Requiem pour aujourd’hui

En janvier 1963, Benjamin Britten enregistrait au Kingsway Hall, chœurs au balcon, sous le regard bienveillant mais implacable de John Culshaw, ce War Requiem qui signait l’entrée du compositeur de Peter Grimes dans l’ultime période de son univers créatif. Œuvre au noir, laïque et spirituelle, profane et sacrée, alternant poèmes et liturgie, qui paraît, soixante ans après sa création, écrite pour notre temps troublé.

Decca considéra toujours cet enregistrement comme l’une des plus pures (et sombres) gemmes de son catalogue. Une première édition en CD (1985) sera suivie de deux autres, un remastering 24 Bit/96 kHz hélas marié au procédé Cedar, puis en 2013, pour le centenaire Britten, une nouvelle proposition, cette fois débarrassée du Cedar et magnifiée par le support du Blu-Ray. On croyait la messe dite, d’autant que depuis le premier remastering s’étaient ajoutées les sessions de répétitions pieusement conservées par John Culshaw.

Mais non, nouvelle édition somptueuse, deux SACD enclos dans un grand coffret format microsillon avec une passionnante plaquette gorgée d’essais, de photographies des sessions, de témoignages, et reprenant le livret de l’édition originale qui accompagnait les long playing, tous les textes avec en marge les annotations et le fil conducteur rédigés par le directeur artistique.

□ □ □ □ □ □ □

- **Consigne 1**:
Reproduisez fidèlement le passage de l'extrait sur le War Requiem qui va de « Decca considéra toujours » jusqu'à « par John Culshaw. » inclus.
L'extrait et la liste n'ont aucun lien entre eux.

- **Données de l'exercice**:
□ □ □ □ □ □ □

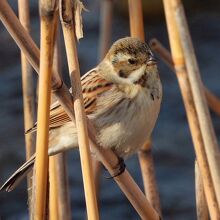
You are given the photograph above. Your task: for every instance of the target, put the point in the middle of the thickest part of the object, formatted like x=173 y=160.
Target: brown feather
x=92 y=86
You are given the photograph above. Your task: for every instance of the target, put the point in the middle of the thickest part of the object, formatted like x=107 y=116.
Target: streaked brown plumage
x=122 y=97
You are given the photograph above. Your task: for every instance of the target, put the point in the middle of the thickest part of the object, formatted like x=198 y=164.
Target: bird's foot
x=119 y=169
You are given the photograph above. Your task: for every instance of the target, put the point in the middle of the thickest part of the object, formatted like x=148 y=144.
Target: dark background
x=172 y=146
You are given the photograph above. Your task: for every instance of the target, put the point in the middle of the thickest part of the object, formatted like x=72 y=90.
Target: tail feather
x=18 y=175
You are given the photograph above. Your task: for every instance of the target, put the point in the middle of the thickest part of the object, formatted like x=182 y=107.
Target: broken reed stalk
x=107 y=157
x=64 y=209
x=66 y=17
x=145 y=155
x=192 y=116
x=212 y=100
x=207 y=130
x=28 y=96
x=105 y=32
x=201 y=204
x=53 y=189
x=48 y=22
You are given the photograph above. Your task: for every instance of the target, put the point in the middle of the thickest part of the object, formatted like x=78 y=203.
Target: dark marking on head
x=152 y=96
x=122 y=74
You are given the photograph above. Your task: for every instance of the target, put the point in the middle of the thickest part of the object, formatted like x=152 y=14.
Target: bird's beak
x=151 y=61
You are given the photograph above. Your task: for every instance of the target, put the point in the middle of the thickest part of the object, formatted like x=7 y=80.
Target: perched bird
x=122 y=98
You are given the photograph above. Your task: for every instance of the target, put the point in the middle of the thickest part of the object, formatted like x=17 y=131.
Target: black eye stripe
x=132 y=61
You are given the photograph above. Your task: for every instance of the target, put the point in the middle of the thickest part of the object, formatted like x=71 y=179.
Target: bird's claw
x=119 y=169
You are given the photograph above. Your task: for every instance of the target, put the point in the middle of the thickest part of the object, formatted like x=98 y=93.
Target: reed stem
x=207 y=130
x=201 y=204
x=212 y=100
x=182 y=76
x=145 y=154
x=107 y=157
x=48 y=19
x=28 y=96
x=80 y=118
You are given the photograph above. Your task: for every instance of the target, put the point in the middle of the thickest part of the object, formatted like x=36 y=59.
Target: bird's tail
x=18 y=175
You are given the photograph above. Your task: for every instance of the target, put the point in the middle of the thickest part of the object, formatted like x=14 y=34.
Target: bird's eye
x=132 y=61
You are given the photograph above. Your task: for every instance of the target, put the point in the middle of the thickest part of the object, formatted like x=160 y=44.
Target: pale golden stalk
x=105 y=32
x=28 y=95
x=60 y=166
x=53 y=189
x=182 y=76
x=145 y=154
x=48 y=19
x=81 y=125
x=201 y=204
x=212 y=100
x=207 y=130
x=107 y=157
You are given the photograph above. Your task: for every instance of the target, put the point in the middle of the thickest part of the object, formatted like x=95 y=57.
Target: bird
x=122 y=98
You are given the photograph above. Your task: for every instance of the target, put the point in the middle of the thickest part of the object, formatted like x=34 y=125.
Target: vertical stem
x=145 y=154
x=108 y=158
x=105 y=32
x=148 y=174
x=48 y=19
x=59 y=168
x=182 y=76
x=212 y=100
x=201 y=204
x=53 y=189
x=207 y=130
x=81 y=125
x=28 y=95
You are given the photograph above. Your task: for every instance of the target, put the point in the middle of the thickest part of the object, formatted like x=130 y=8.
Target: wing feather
x=93 y=85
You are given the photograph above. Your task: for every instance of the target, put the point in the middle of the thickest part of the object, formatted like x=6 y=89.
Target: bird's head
x=130 y=58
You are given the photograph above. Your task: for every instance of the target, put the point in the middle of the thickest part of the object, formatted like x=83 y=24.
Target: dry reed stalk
x=145 y=154
x=147 y=168
x=105 y=32
x=28 y=95
x=48 y=26
x=107 y=157
x=201 y=204
x=66 y=17
x=63 y=200
x=53 y=190
x=207 y=130
x=192 y=116
x=212 y=100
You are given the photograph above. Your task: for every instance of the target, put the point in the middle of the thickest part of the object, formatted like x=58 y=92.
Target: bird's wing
x=93 y=85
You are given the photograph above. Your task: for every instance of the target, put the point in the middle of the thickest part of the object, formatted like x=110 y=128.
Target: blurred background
x=172 y=146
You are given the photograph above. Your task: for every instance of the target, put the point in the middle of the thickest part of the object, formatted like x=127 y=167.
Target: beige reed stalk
x=48 y=19
x=207 y=130
x=183 y=80
x=212 y=100
x=193 y=123
x=201 y=204
x=28 y=95
x=145 y=155
x=105 y=32
x=66 y=17
x=53 y=190
x=63 y=199
x=107 y=157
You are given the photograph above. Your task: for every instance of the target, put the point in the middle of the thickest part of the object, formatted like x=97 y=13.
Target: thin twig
x=107 y=157
x=48 y=19
x=192 y=116
x=201 y=204
x=207 y=130
x=145 y=154
x=28 y=96
x=81 y=125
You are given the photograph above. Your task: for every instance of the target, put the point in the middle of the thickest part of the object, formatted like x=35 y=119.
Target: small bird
x=122 y=98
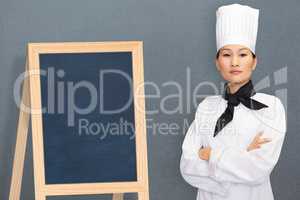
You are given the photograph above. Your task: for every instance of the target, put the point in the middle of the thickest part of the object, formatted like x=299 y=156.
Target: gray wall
x=177 y=35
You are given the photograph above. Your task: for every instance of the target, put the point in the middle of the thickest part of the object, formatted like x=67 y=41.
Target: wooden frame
x=32 y=96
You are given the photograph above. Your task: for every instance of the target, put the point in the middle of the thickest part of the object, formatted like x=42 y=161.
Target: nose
x=234 y=61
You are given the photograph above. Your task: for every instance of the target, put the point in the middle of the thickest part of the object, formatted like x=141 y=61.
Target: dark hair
x=218 y=54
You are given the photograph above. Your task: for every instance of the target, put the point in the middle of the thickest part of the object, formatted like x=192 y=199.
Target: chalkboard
x=82 y=149
x=89 y=136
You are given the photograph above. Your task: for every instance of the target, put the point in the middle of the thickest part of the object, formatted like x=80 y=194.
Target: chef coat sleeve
x=194 y=170
x=252 y=167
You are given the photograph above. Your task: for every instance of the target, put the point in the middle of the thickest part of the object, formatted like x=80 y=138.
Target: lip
x=235 y=72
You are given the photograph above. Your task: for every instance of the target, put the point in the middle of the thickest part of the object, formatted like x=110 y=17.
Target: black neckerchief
x=241 y=96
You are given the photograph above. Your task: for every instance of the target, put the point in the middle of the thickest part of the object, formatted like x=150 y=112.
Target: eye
x=226 y=55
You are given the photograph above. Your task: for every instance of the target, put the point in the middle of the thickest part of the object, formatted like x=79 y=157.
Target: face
x=236 y=63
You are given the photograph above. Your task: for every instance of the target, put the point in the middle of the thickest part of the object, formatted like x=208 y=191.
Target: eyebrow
x=244 y=48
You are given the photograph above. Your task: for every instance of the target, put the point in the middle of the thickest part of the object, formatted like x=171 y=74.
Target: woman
x=235 y=140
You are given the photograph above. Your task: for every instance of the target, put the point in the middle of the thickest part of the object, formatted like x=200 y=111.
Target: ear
x=217 y=64
x=254 y=64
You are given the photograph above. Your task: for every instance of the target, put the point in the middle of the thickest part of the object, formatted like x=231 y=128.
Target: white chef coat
x=232 y=172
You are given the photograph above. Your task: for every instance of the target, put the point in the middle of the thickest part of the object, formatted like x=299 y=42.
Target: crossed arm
x=212 y=169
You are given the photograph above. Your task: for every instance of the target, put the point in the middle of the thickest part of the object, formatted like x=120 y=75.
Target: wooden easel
x=20 y=150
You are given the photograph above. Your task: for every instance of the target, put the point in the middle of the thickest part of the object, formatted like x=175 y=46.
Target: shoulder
x=273 y=102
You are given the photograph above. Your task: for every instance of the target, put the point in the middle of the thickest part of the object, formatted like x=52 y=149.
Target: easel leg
x=143 y=196
x=119 y=196
x=20 y=149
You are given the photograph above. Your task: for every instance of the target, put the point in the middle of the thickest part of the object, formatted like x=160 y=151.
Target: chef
x=235 y=139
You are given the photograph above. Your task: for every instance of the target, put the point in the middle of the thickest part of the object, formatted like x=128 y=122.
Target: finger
x=264 y=140
x=258 y=135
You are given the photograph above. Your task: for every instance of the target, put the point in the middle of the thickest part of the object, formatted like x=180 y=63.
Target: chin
x=237 y=79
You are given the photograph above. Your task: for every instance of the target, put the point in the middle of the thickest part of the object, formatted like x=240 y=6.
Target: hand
x=258 y=141
x=204 y=153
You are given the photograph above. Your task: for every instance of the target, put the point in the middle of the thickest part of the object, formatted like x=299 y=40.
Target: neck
x=234 y=87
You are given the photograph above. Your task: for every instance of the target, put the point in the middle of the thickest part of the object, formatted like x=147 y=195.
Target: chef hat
x=236 y=24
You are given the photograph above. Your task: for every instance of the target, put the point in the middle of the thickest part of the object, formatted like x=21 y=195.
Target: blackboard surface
x=71 y=153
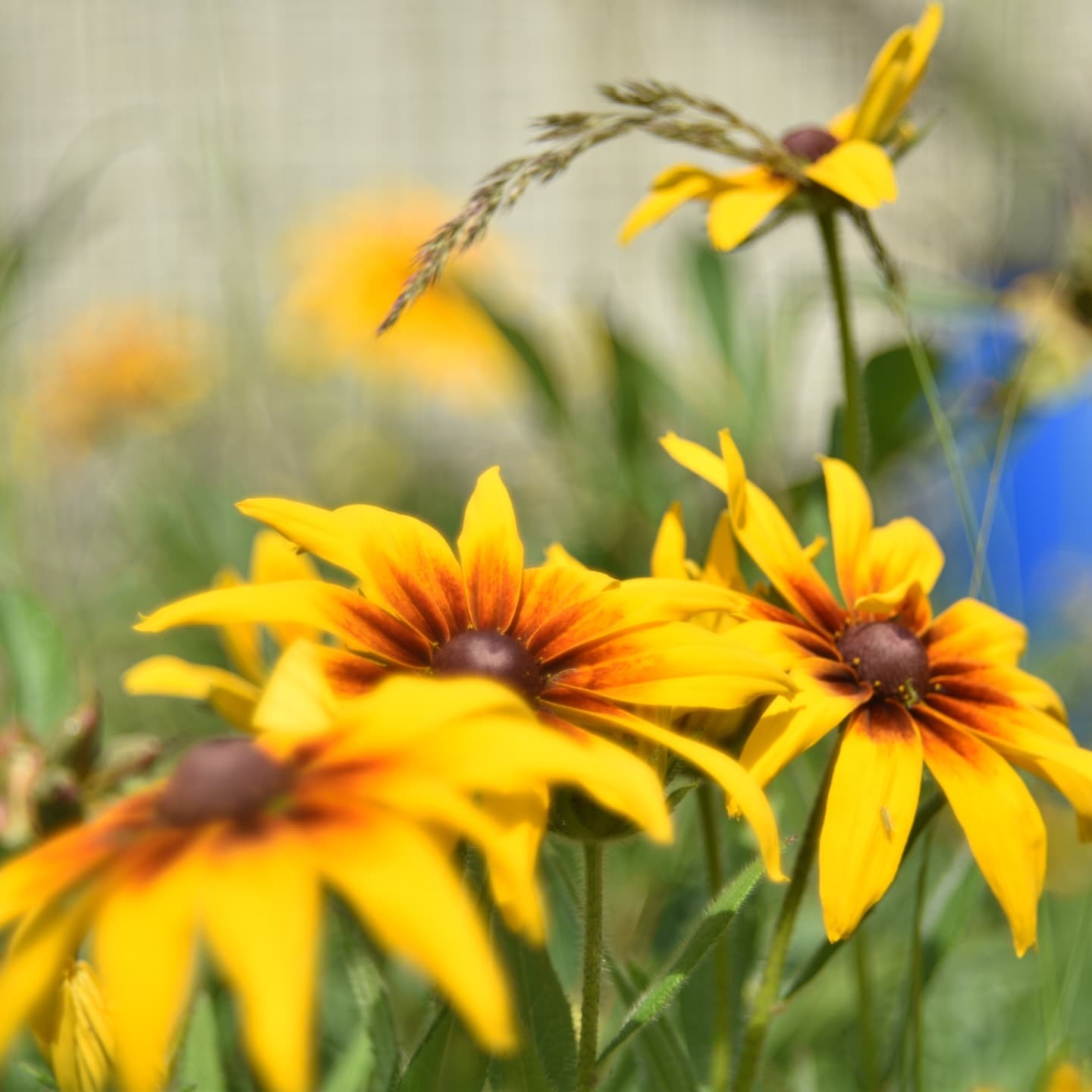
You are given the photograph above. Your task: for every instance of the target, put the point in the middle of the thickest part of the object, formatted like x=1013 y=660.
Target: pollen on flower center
x=494 y=655
x=221 y=779
x=889 y=657
x=809 y=143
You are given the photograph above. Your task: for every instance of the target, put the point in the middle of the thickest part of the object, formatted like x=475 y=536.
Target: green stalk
x=770 y=987
x=588 y=1051
x=720 y=1064
x=854 y=435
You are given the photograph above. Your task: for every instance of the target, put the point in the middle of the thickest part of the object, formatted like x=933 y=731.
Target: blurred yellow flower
x=912 y=689
x=232 y=694
x=582 y=648
x=848 y=156
x=74 y=1032
x=350 y=267
x=115 y=369
x=235 y=848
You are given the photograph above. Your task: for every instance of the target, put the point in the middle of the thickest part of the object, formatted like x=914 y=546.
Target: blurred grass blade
x=446 y=1060
x=665 y=987
x=41 y=670
x=199 y=1067
x=548 y=1059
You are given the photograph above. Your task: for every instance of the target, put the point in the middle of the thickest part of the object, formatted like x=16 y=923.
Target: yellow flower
x=582 y=648
x=912 y=688
x=235 y=848
x=846 y=158
x=115 y=369
x=350 y=267
x=233 y=694
x=74 y=1032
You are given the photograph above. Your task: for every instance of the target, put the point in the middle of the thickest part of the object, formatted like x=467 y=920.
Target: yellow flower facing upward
x=232 y=694
x=235 y=848
x=945 y=692
x=115 y=369
x=350 y=267
x=585 y=650
x=848 y=158
x=74 y=1032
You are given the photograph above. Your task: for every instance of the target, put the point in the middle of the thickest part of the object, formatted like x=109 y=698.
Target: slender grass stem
x=854 y=435
x=588 y=1050
x=758 y=1025
x=720 y=1064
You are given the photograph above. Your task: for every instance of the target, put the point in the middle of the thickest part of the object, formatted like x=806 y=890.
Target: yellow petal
x=401 y=883
x=261 y=918
x=231 y=695
x=144 y=949
x=858 y=171
x=1002 y=821
x=673 y=188
x=737 y=210
x=869 y=814
x=491 y=554
x=669 y=551
x=851 y=522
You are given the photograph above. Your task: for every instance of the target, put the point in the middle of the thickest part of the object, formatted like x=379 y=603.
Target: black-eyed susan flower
x=233 y=694
x=583 y=649
x=846 y=158
x=347 y=268
x=233 y=852
x=915 y=689
x=115 y=369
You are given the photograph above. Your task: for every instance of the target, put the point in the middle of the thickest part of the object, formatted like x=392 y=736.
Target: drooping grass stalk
x=720 y=1065
x=588 y=1050
x=758 y=1025
x=854 y=436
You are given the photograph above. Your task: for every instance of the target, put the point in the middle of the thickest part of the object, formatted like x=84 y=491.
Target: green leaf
x=446 y=1060
x=200 y=1067
x=662 y=990
x=42 y=673
x=548 y=1062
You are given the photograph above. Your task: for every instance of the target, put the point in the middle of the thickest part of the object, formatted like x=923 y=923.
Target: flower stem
x=854 y=437
x=720 y=1064
x=758 y=1025
x=588 y=1050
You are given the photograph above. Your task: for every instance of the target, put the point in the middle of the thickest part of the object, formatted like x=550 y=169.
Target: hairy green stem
x=588 y=1051
x=854 y=437
x=720 y=1064
x=758 y=1025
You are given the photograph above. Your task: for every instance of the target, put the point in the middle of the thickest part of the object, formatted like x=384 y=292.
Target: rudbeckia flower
x=232 y=852
x=232 y=694
x=349 y=267
x=846 y=158
x=915 y=689
x=581 y=648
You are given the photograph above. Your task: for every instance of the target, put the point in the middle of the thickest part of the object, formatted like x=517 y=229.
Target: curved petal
x=736 y=211
x=396 y=878
x=744 y=794
x=851 y=522
x=261 y=916
x=869 y=814
x=858 y=171
x=146 y=953
x=491 y=554
x=233 y=697
x=1002 y=821
x=329 y=607
x=670 y=189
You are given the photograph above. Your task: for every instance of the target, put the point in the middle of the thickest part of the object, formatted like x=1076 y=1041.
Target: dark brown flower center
x=889 y=657
x=494 y=655
x=222 y=779
x=809 y=143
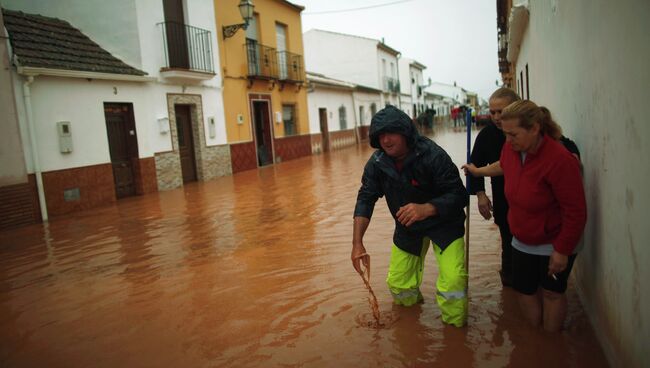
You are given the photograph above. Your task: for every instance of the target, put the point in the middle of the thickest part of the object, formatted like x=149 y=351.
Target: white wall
x=366 y=99
x=588 y=63
x=82 y=105
x=11 y=153
x=343 y=57
x=331 y=99
x=405 y=75
x=448 y=90
x=128 y=29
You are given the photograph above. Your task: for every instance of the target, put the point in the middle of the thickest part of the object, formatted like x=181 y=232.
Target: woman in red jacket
x=548 y=211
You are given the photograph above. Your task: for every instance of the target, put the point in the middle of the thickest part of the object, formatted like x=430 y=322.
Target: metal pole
x=468 y=122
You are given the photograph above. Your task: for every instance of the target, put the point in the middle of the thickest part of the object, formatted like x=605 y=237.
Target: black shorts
x=531 y=272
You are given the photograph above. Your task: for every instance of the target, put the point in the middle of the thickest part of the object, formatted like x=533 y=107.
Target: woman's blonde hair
x=527 y=113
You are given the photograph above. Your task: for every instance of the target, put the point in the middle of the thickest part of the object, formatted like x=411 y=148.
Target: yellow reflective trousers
x=405 y=277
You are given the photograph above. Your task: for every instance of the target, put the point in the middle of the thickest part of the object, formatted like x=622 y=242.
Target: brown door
x=263 y=137
x=322 y=116
x=176 y=34
x=185 y=142
x=123 y=146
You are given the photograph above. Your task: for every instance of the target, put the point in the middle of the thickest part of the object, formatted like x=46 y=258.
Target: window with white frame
x=289 y=120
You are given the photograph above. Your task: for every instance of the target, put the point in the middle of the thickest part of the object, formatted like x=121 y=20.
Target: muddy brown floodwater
x=253 y=270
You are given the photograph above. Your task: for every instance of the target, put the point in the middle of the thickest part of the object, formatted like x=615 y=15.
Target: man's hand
x=557 y=263
x=469 y=169
x=484 y=205
x=359 y=256
x=412 y=212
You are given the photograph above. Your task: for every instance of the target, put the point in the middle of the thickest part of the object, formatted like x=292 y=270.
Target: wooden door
x=185 y=138
x=263 y=136
x=322 y=117
x=123 y=146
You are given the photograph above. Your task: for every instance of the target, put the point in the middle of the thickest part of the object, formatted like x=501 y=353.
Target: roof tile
x=46 y=42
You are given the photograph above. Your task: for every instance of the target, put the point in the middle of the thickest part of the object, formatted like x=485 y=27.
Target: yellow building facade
x=263 y=73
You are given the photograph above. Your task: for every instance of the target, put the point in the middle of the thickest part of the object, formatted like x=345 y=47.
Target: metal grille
x=187 y=47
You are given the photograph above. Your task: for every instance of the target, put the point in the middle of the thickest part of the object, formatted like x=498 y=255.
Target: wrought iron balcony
x=187 y=48
x=290 y=67
x=262 y=60
x=391 y=85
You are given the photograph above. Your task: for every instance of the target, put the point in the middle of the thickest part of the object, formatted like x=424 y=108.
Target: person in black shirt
x=486 y=150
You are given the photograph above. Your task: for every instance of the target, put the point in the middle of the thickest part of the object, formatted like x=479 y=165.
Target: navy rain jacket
x=427 y=175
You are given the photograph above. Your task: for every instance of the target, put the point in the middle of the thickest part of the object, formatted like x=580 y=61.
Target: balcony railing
x=290 y=66
x=262 y=60
x=391 y=84
x=187 y=47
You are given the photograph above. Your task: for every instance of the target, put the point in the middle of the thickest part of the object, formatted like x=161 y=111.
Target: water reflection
x=252 y=270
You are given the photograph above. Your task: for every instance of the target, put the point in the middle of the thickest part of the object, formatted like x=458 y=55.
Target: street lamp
x=246 y=10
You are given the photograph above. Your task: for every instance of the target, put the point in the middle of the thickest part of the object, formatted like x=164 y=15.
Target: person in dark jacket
x=426 y=197
x=486 y=150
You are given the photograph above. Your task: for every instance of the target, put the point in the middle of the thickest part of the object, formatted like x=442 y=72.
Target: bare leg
x=555 y=308
x=531 y=307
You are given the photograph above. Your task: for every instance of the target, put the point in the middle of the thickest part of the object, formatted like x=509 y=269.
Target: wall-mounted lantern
x=246 y=10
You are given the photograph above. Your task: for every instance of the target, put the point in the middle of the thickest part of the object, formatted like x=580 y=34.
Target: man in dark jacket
x=426 y=197
x=487 y=150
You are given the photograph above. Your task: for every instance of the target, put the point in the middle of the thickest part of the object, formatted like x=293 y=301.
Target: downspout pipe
x=399 y=90
x=27 y=98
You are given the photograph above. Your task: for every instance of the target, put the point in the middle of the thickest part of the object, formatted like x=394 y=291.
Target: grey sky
x=455 y=39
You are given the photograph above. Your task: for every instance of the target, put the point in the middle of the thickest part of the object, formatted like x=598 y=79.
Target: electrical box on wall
x=212 y=128
x=65 y=136
x=163 y=125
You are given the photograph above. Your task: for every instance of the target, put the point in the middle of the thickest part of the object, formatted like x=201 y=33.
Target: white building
x=587 y=61
x=456 y=93
x=146 y=115
x=340 y=112
x=359 y=60
x=412 y=86
x=331 y=108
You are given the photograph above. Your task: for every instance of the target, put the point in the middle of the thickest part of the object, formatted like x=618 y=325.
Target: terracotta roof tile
x=46 y=42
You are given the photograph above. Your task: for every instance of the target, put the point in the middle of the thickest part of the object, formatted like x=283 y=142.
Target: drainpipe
x=357 y=123
x=399 y=90
x=32 y=141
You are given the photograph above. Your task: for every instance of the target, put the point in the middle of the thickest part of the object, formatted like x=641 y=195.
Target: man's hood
x=392 y=120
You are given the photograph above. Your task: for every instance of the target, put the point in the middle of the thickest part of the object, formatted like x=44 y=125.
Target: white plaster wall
x=405 y=75
x=448 y=90
x=588 y=63
x=390 y=58
x=331 y=99
x=366 y=99
x=406 y=105
x=82 y=103
x=12 y=160
x=343 y=57
x=111 y=24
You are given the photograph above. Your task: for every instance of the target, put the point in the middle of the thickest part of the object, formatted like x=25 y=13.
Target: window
x=281 y=44
x=289 y=120
x=527 y=90
x=361 y=112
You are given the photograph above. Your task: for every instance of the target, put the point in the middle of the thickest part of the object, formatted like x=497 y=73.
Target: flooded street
x=253 y=270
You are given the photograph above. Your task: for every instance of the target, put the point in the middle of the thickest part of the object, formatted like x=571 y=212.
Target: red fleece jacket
x=546 y=196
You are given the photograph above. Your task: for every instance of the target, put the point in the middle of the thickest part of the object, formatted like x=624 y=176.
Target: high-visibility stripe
x=452 y=294
x=412 y=293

□ □ □ □ □ □ □

- **Consigne 2**:
Recopiez à l'identique les lignes de la liste allant de celle qui contient « like x=25 y=13. » jusqu'à celle qui contient « x=361 y=112 », ces deux lignes comprises.

- **Corrigé 1**:
Decca considéra toujours cet enregistrement comme l’une des plus pures (et sombres) gemmes de son catalogue. Une première édition en CD (1985) sera suivie de deux autres, un remastering 24 Bit/96 kHz hélas marié au procédé Cedar, puis en 2013, pour le centenaire Britten, une nouvelle proposition, cette fois débarrassée du Cedar et magnifiée par le support du Blu-Ray. On croyait la messe dite, d’autant que depuis le premier remastering s’étaient ajoutées les sessions de répétitions pieusement conservées par John Culshaw.

- **Corrigé 2**:
You are given the photograph above. Your task: for every instance of the target, put the point in the middle of the thickest part of the object, formatted like x=25 y=13.
Target: window
x=281 y=44
x=289 y=120
x=527 y=90
x=361 y=112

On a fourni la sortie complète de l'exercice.